Provided records
○ ○ ○

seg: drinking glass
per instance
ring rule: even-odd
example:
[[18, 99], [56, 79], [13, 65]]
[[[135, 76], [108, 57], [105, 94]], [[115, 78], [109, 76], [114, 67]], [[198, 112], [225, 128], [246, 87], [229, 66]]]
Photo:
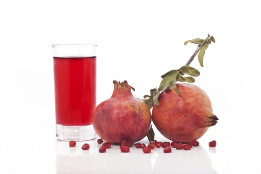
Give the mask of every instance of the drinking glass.
[[57, 138], [94, 139], [97, 45], [54, 44], [52, 47]]

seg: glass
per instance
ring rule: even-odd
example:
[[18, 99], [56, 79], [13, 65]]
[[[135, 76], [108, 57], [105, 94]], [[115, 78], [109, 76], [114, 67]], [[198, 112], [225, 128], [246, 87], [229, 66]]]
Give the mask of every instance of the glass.
[[56, 136], [64, 141], [95, 138], [96, 48], [94, 44], [52, 46]]

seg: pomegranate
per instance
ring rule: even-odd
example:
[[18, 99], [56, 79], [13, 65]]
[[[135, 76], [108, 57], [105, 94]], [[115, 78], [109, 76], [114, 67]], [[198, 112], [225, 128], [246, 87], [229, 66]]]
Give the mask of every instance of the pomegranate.
[[152, 118], [159, 131], [173, 141], [190, 143], [215, 125], [218, 118], [212, 113], [211, 102], [206, 92], [195, 85], [177, 84], [179, 95], [173, 87], [162, 91], [160, 104], [154, 104]]
[[135, 142], [144, 138], [151, 126], [151, 115], [147, 104], [135, 98], [134, 88], [126, 81], [113, 81], [111, 97], [95, 108], [93, 127], [102, 139], [112, 143]]

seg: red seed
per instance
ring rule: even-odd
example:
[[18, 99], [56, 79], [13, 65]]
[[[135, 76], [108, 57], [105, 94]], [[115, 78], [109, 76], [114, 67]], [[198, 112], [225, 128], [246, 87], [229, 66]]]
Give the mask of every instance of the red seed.
[[135, 144], [135, 148], [141, 148], [141, 144], [140, 143], [137, 143]]
[[90, 145], [87, 143], [84, 144], [81, 147], [81, 149], [83, 150], [88, 150], [89, 149], [90, 149]]
[[185, 145], [183, 146], [183, 150], [191, 150], [192, 147], [192, 146], [190, 144], [188, 144]]
[[147, 146], [146, 146], [146, 145], [144, 144], [144, 143], [142, 143], [141, 144], [141, 148], [142, 149], [143, 149], [144, 148], [145, 148], [145, 147], [147, 147]]
[[150, 143], [148, 145], [148, 147], [149, 148], [150, 148], [150, 149], [153, 149], [155, 148], [155, 145], [153, 143]]
[[105, 147], [106, 149], [110, 148], [111, 146], [111, 143], [109, 142], [107, 142], [102, 144], [102, 146]]
[[130, 152], [130, 148], [128, 146], [121, 146], [120, 148], [121, 152]]
[[153, 144], [155, 144], [155, 145], [157, 143], [157, 140], [156, 140], [151, 141], [151, 142], [150, 142], [150, 143], [153, 143]]
[[151, 152], [151, 149], [147, 147], [145, 147], [142, 149], [142, 151], [143, 151], [144, 154], [149, 154]]
[[98, 143], [98, 144], [101, 144], [101, 143], [103, 143], [103, 140], [102, 140], [102, 139], [101, 138], [100, 138], [100, 139], [97, 140], [97, 143]]
[[184, 145], [182, 143], [178, 143], [178, 144], [177, 144], [177, 146], [176, 146], [176, 149], [177, 149], [177, 150], [182, 149], [182, 148], [183, 148], [183, 146], [184, 146]]
[[104, 146], [101, 146], [99, 148], [99, 152], [100, 153], [104, 153], [106, 152], [106, 148]]
[[177, 145], [178, 144], [178, 143], [175, 141], [173, 141], [172, 142], [171, 142], [171, 147], [172, 147], [173, 148], [176, 148], [176, 147], [177, 146]]
[[74, 141], [70, 141], [69, 142], [69, 146], [70, 147], [74, 147], [76, 145], [76, 142], [75, 142]]
[[211, 148], [215, 147], [217, 146], [217, 142], [216, 140], [213, 140], [209, 143], [209, 146]]
[[164, 148], [163, 150], [164, 153], [171, 153], [171, 148], [170, 146], [168, 146]]
[[170, 142], [163, 142], [163, 145], [162, 145], [162, 147], [163, 148], [166, 148], [167, 147], [170, 146]]
[[163, 143], [162, 143], [161, 141], [158, 141], [158, 143], [159, 143], [161, 145], [161, 147], [163, 146]]
[[192, 140], [190, 143], [193, 146], [198, 146], [200, 144], [200, 143], [196, 140]]
[[160, 143], [156, 143], [156, 144], [155, 144], [155, 146], [156, 146], [156, 147], [157, 148], [161, 148], [161, 147], [162, 147], [162, 145], [161, 144], [160, 144]]

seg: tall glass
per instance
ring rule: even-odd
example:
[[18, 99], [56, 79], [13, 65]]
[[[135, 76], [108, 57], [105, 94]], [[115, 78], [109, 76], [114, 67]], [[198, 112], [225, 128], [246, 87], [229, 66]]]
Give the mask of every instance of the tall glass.
[[52, 47], [57, 138], [64, 141], [93, 139], [97, 45], [56, 44]]

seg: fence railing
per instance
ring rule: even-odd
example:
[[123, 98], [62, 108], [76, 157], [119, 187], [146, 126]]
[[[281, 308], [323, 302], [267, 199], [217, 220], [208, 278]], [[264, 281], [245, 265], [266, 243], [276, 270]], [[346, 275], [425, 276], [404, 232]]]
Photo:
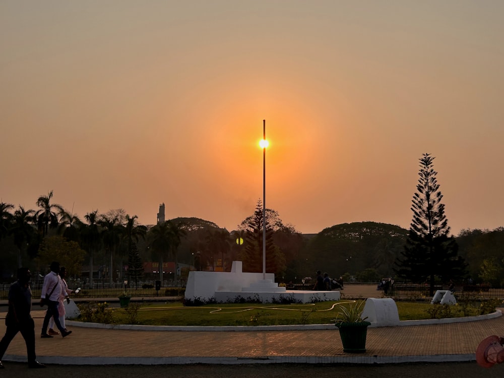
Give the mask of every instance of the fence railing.
[[[0, 284], [0, 300], [6, 300], [8, 298], [9, 289], [10, 283]], [[77, 286], [78, 285], [78, 286]], [[84, 282], [77, 283], [75, 285], [69, 286], [73, 289], [80, 287], [78, 294], [72, 294], [70, 296], [73, 298], [117, 298], [120, 295], [126, 293], [132, 297], [148, 298], [156, 296], [183, 296], [185, 291], [185, 282], [163, 282], [159, 290], [156, 290], [155, 282], [145, 282], [139, 283], [138, 287], [135, 284], [129, 285], [124, 290], [123, 283], [95, 283], [90, 285]], [[42, 283], [31, 285], [32, 297], [36, 301], [40, 297], [42, 292]]]
[[[434, 292], [436, 290], [448, 290], [448, 287], [443, 285], [435, 285]], [[428, 297], [430, 288], [428, 285], [409, 283], [394, 283], [389, 289], [387, 295], [400, 297]], [[466, 285], [456, 286], [454, 294], [457, 296], [479, 297], [504, 299], [504, 288], [492, 287], [489, 285]]]

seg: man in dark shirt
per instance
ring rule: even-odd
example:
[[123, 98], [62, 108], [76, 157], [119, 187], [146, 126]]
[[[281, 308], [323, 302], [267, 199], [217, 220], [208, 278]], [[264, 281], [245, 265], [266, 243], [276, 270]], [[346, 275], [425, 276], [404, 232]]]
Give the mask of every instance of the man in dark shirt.
[[315, 280], [315, 284], [313, 285], [313, 289], [318, 291], [325, 291], [326, 288], [324, 286], [324, 278], [320, 270], [317, 271], [317, 278]]
[[31, 273], [27, 268], [18, 269], [18, 280], [9, 290], [9, 310], [5, 317], [7, 329], [0, 341], [0, 369], [4, 368], [2, 358], [7, 347], [18, 332], [21, 332], [26, 343], [28, 367], [45, 367], [37, 361], [35, 354], [35, 323], [30, 314], [31, 310]]

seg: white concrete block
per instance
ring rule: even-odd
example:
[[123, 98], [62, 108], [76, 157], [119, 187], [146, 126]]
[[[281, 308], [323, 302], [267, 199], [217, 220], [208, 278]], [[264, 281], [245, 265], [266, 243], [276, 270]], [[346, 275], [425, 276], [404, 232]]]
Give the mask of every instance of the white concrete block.
[[441, 304], [455, 304], [457, 299], [453, 293], [450, 290], [436, 290], [430, 301], [431, 304], [440, 303]]
[[368, 298], [362, 317], [372, 325], [386, 327], [399, 325], [399, 313], [392, 298]]

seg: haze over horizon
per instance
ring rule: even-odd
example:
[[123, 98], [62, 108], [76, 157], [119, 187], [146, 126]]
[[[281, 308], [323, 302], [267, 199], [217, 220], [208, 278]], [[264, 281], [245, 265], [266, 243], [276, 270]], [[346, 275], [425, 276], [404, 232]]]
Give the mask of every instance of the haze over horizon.
[[429, 153], [452, 232], [504, 226], [504, 2], [0, 2], [0, 198], [236, 229], [409, 228]]

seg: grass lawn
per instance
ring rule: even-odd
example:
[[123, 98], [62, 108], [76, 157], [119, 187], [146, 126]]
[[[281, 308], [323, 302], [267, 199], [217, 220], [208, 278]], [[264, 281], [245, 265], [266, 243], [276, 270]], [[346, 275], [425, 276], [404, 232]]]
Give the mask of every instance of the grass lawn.
[[[118, 324], [153, 326], [268, 326], [292, 324], [327, 324], [333, 323], [339, 312], [338, 303], [348, 306], [352, 300], [321, 302], [314, 304], [275, 304], [219, 303], [198, 307], [184, 307], [179, 302], [145, 303], [130, 304], [127, 308], [107, 308], [112, 311], [111, 322]], [[430, 303], [396, 302], [401, 320], [428, 319], [433, 308]], [[83, 307], [87, 305], [81, 305]], [[476, 304], [466, 308], [449, 306], [448, 313], [439, 317], [458, 317], [478, 314]], [[434, 306], [437, 306], [434, 307]], [[448, 306], [443, 306], [447, 307]], [[436, 313], [437, 313], [436, 312]], [[447, 316], [448, 315], [448, 316]]]

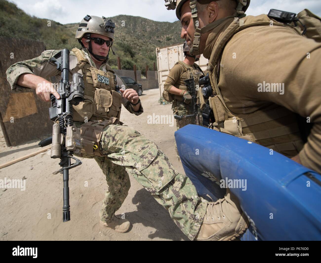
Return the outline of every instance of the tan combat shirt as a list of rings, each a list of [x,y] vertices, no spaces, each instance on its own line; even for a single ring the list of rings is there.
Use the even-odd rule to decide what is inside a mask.
[[[197,69],[194,65],[188,65],[186,63],[183,63],[188,69],[190,69],[191,70]],[[169,92],[172,86],[179,89],[178,87],[180,86],[185,86],[184,81],[188,78],[186,72],[179,64],[177,64],[169,71],[164,85],[164,89]]]
[[[85,48],[83,50],[86,55],[86,58],[87,62],[91,66],[96,68],[96,64],[91,59],[87,49]],[[56,80],[57,82],[61,79],[61,72],[57,69],[55,65],[53,65],[49,63],[48,61],[60,51],[60,50],[45,50],[37,57],[17,62],[10,66],[7,70],[6,73],[7,79],[10,84],[11,90],[18,92],[26,90],[26,89],[29,89],[28,88],[22,87],[17,84],[19,77],[22,74],[25,73],[34,74],[46,79],[48,79],[48,77],[55,76],[56,77]],[[69,58],[70,69],[71,70],[72,69],[71,65],[72,61],[76,59],[75,55],[72,51],[70,51]],[[106,72],[107,64],[106,63],[103,63],[100,66],[99,69]],[[124,87],[125,88],[122,89],[128,88],[121,79],[117,74],[116,79],[117,85],[120,87]],[[70,81],[72,81],[72,80],[71,79]],[[134,110],[132,105],[128,100],[123,98],[122,102],[124,107],[127,110],[135,115],[139,115],[143,112],[141,103],[140,104],[140,108],[138,111],[135,112]]]
[[[204,56],[209,58],[225,27],[213,30]],[[228,42],[220,62],[219,87],[229,109],[252,113],[273,104],[314,123],[299,153],[302,164],[321,173],[321,43],[285,27],[244,29]],[[284,83],[284,94],[259,92],[259,83]]]

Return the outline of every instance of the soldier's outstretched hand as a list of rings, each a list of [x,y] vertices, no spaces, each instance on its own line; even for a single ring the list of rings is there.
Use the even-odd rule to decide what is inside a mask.
[[[123,89],[119,90],[120,92],[123,93],[123,97],[129,100],[132,103],[135,104],[138,101],[138,99],[139,99],[138,95],[133,89],[127,89],[125,90]]]

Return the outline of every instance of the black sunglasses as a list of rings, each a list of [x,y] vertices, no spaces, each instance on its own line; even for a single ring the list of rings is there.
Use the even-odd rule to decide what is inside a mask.
[[[111,40],[105,40],[100,38],[91,38],[90,39],[94,40],[94,42],[96,44],[101,46],[106,42],[107,47],[111,47],[113,44],[113,41]]]

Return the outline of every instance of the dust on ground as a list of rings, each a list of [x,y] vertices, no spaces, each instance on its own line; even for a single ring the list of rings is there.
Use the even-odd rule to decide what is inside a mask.
[[[175,150],[175,123],[172,127],[147,124],[148,115],[153,113],[172,115],[171,105],[160,104],[159,98],[158,89],[144,91],[140,97],[144,112],[136,116],[123,108],[121,120],[156,142],[176,170],[184,173]],[[0,164],[39,149],[39,140],[8,147],[2,131],[0,135]],[[45,152],[0,169],[0,179],[26,178],[24,191],[0,189],[0,240],[188,240],[168,212],[130,175],[128,196],[116,213],[124,213],[130,221],[129,231],[121,233],[100,228],[99,212],[107,188],[105,177],[94,160],[82,161],[81,165],[70,171],[71,220],[65,223],[62,220],[62,176],[56,173],[60,168],[59,159]]]

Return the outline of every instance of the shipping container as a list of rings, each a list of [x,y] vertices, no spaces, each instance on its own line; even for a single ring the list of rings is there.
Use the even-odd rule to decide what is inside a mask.
[[[157,59],[157,71],[158,74],[158,86],[160,94],[161,97],[164,90],[164,84],[169,71],[179,60],[182,61],[185,59],[183,52],[184,43],[156,48],[156,55]],[[199,66],[204,72],[207,67],[208,60],[202,55],[200,60],[196,63]]]

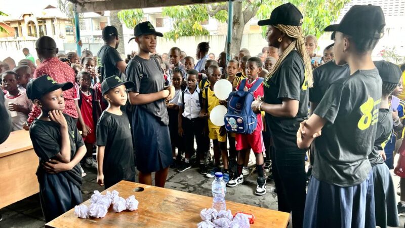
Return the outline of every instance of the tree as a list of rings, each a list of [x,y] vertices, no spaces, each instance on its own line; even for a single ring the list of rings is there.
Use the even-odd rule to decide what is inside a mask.
[[[350,0],[291,0],[303,13],[304,34],[312,34],[320,36],[323,29],[335,20],[340,10]],[[231,52],[237,53],[240,48],[243,30],[248,21],[254,17],[260,19],[270,17],[271,11],[278,5],[287,3],[271,0],[235,0],[233,3],[232,46]],[[180,36],[201,35],[209,34],[201,25],[201,22],[213,17],[220,22],[227,19],[227,3],[194,5],[163,8],[163,15],[174,20],[171,31],[166,32],[165,37],[176,41]],[[184,20],[187,18],[187,20]],[[263,26],[263,34],[265,29]],[[225,48],[224,48],[225,50]]]

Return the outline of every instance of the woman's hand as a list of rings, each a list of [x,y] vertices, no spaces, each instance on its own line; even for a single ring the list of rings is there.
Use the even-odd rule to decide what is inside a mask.
[[[64,163],[59,161],[50,159],[48,162],[42,165],[44,169],[48,173],[55,174],[70,170],[73,168],[70,163]]]

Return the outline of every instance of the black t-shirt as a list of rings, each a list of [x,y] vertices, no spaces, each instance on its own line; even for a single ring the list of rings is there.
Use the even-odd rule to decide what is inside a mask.
[[[357,70],[331,85],[314,111],[327,121],[315,140],[312,174],[317,179],[346,187],[367,178],[382,86],[376,68]]]
[[[130,60],[125,70],[128,81],[135,84],[128,91],[145,94],[163,90],[165,78],[160,68],[159,63],[154,58],[144,59],[136,56]],[[169,124],[169,116],[164,99],[138,106],[141,110],[152,114],[165,125]],[[136,114],[135,112],[134,114]]]
[[[70,159],[73,159],[77,149],[85,144],[82,135],[76,127],[76,122],[70,116],[63,114],[67,122],[68,132],[70,142]],[[29,136],[32,141],[36,155],[39,158],[39,166],[36,175],[39,176],[45,173],[41,164],[55,157],[60,152],[62,137],[60,127],[52,121],[45,121],[35,119],[29,128]],[[54,175],[63,175],[67,179],[80,187],[82,185],[82,171],[79,164],[73,169],[61,172]]]
[[[384,163],[383,157],[380,151],[384,151],[384,147],[392,133],[392,115],[386,108],[380,108],[378,113],[378,122],[377,125],[376,140],[371,154],[369,155],[369,160],[371,166]]]
[[[103,162],[104,181],[134,181],[134,149],[128,117],[104,111],[97,122],[97,144],[105,146]]]
[[[332,83],[350,75],[348,64],[337,65],[334,60],[313,70],[313,87],[309,89],[309,101],[319,103]]]
[[[283,98],[299,101],[298,112],[294,118],[276,117],[266,113],[276,149],[283,151],[299,149],[297,145],[297,131],[300,123],[308,115],[309,93],[304,74],[304,61],[296,51],[290,53],[264,86],[266,103],[282,103]]]
[[[119,53],[115,48],[109,45],[104,45],[97,53],[97,65],[101,74],[101,81],[113,75],[117,75],[123,81],[125,81],[125,77],[117,68],[118,62],[123,61]]]

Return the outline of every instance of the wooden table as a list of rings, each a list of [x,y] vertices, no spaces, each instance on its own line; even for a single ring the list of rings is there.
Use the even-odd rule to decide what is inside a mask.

○ ○ ○

Given instruction
Copy out the lines exactly as they appear, everything from the line containing "seg: haze over horizon" down to the line containing "229], [409, 228]]", both of those lines included.

Output of the task
seg: haze over horizon
per instance
ring rule: even-odd
example:
[[123, 98], [62, 108], [76, 157], [119, 187], [146, 126]]
[[[281, 308], [323, 302], [267, 199], [217, 220], [208, 278]], [[264, 281], [245, 265], [266, 243], [276, 270]], [[346, 275], [425, 276], [404, 232]]]
Give the mask of every instance of the haze over horizon.
[[429, 153], [452, 232], [504, 226], [504, 2], [0, 2], [0, 198], [236, 229], [409, 228]]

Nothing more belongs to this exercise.